About this task: Copy out the passage of the article on Stephen Minger's China project from "As an example" up to and including "exploiting traditional knowledge.".

Text section:
┄┄┄┄┄┄┄┄┄┄

Stem-cell scientist looks East for great leap forward

Zoe Corbyn meets the biologist working to boost Sino-British links and probe Chinese medicine's secrets

September 18, 2008

Stephen Minger retrieves a bottle of Chinese herbal medicine from his office shelf. "When I go to China I buy this on the high street," he explains. "It's for coughs, and it's fantastic."

The so-called formula is but one of an estimated 100,000 combinations of plant, mineral and sometimes animal extracts prescribed for a wide range of illnesses in China by practitioners of traditional Chinese medicine (TCM).

The working mechanisms for most formulas remain unknown, but Dr Minger wants to change that. That desire explains why he has just returned from his fourth visit to China in less than two years.

Dr Minger, director of the Stem Cell Biology Laboratory at King's College London, is leading a two-year project to establish links between UK and Chinese scientists to study the possible beneficial effects of TCMs. The project, on behalf of the British Government, aims to feed into the development of new drugs.

"You look at TCM and it is booming in China. People really believe in it, and I have to say I have begun to believe in it," he told Times Higher Education. "What I want to do is demystify it. I want to get it down to - if possible - what is it in this that really does something? What is it in here that, if you have got a bad cough and you (feel like you) are dying, makes your chest quit hurting?"

As an example of the "scientific perspective" he wants to bring to bear on TCMs, Dr Minger cited a recent paper published in a top journal by Western-trained Chinese scientists dissecting how a certain TCM formula can be an effective treatment for a form of leukaemia. "There are three compounds (in the formula) - none of which individually works on its own," he explained.

His project, which officially started in April 2007 and will end next year, provides Dr Minger with a small budget to travel to China chaperoning various UK scientists.

The brief, he explained, is to identify who in China the UK should be working with to develop the potential of TCMs. The focus is on forming partnerships with Chinese researchers rather than exploiting traditional knowledge.

The scheme is part of a wider Foreign and Commonwealth Office project that has appointed a number of "theme leaders" to promote UK collaborations across different emerging economies and in different subject areas. It builds on a European Union-funded consortium of Chinese and Western scientists - from about 30 laboratories in more than 15 countries - who are interested in taking TCM into drug discovery. "There's a network of scientists that is already there; what I am trying to do is get the stem-cell researchers more interested in this," Dr Minger said.

┄┄┄┄┄┄┄┄┄┄

Stored data
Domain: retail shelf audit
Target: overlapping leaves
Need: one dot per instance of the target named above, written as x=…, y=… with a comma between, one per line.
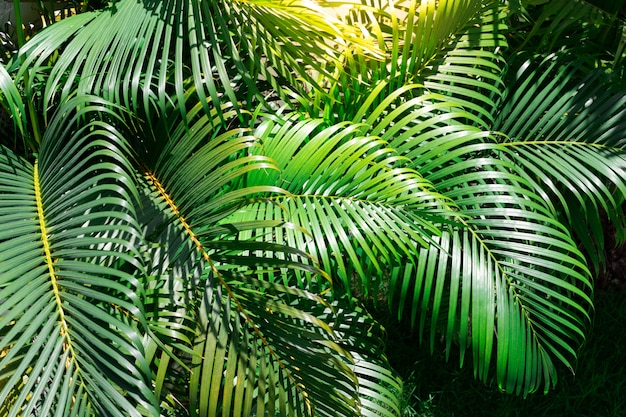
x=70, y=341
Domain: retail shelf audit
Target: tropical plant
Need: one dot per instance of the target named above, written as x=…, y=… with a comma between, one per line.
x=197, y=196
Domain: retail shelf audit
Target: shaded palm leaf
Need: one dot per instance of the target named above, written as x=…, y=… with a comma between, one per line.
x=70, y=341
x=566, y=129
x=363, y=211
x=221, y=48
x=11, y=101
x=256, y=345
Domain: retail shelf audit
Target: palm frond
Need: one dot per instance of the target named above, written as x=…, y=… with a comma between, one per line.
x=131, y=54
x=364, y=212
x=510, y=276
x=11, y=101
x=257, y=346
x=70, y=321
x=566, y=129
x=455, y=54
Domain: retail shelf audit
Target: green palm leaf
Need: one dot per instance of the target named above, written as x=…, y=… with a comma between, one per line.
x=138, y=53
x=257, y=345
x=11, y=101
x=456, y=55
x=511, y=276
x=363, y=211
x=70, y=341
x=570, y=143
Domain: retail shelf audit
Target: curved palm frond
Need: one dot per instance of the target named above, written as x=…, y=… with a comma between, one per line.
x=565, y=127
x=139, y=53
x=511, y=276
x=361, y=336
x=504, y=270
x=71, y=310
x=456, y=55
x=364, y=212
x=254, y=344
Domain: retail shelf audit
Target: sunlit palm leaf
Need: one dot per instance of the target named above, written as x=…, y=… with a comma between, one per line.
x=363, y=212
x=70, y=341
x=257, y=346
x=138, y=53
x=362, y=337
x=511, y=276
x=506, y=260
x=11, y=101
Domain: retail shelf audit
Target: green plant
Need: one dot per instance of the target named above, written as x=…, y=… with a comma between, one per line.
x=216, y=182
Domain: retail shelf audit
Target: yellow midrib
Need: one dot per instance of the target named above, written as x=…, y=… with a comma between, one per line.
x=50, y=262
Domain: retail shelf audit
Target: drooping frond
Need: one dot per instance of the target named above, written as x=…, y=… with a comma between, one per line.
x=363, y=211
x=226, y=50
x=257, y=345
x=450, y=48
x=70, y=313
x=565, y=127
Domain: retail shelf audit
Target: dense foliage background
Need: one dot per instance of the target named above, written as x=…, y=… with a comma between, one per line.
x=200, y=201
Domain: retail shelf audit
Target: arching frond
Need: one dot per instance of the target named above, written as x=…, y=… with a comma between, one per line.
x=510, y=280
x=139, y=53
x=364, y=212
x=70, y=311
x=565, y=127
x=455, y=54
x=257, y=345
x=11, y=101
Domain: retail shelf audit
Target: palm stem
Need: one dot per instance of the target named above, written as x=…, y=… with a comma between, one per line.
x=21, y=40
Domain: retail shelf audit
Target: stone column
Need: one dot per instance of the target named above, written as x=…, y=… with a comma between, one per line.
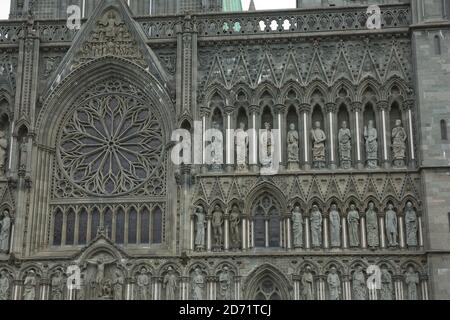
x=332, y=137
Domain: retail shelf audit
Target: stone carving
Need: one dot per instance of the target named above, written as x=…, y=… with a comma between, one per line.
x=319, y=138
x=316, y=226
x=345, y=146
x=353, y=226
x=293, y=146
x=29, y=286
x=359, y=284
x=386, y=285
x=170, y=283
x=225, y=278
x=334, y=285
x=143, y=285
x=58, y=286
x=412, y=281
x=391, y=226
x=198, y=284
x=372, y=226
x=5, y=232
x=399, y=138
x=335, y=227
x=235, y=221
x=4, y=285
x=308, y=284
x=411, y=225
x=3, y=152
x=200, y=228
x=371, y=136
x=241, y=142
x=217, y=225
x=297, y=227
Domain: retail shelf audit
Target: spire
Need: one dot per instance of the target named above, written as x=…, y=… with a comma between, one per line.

┄┄┄┄┄┄┄┄┄┄

Written reply:
As an example of the "scientific perspective" he wants to bring to bear on TCMs, Dr Minger cited a recent paper published in a top journal by Western-trained Chinese scientists dissecting how a certain TCM formula can be an effective treatment for a form of leukaemia. "There are three compounds (in the formula) - none of which individually works on its own," he explained.

His project, which officially started in April 2007 and will end next year, provides Dr Minger with a small budget to travel to China chaperoning various UK scientists.

The brief, he explained, is to identify who in China the UK should be working with to develop the potential of TCMs. The focus is on forming partnerships with Chinese researchers rather than exploiting traditional knowledge.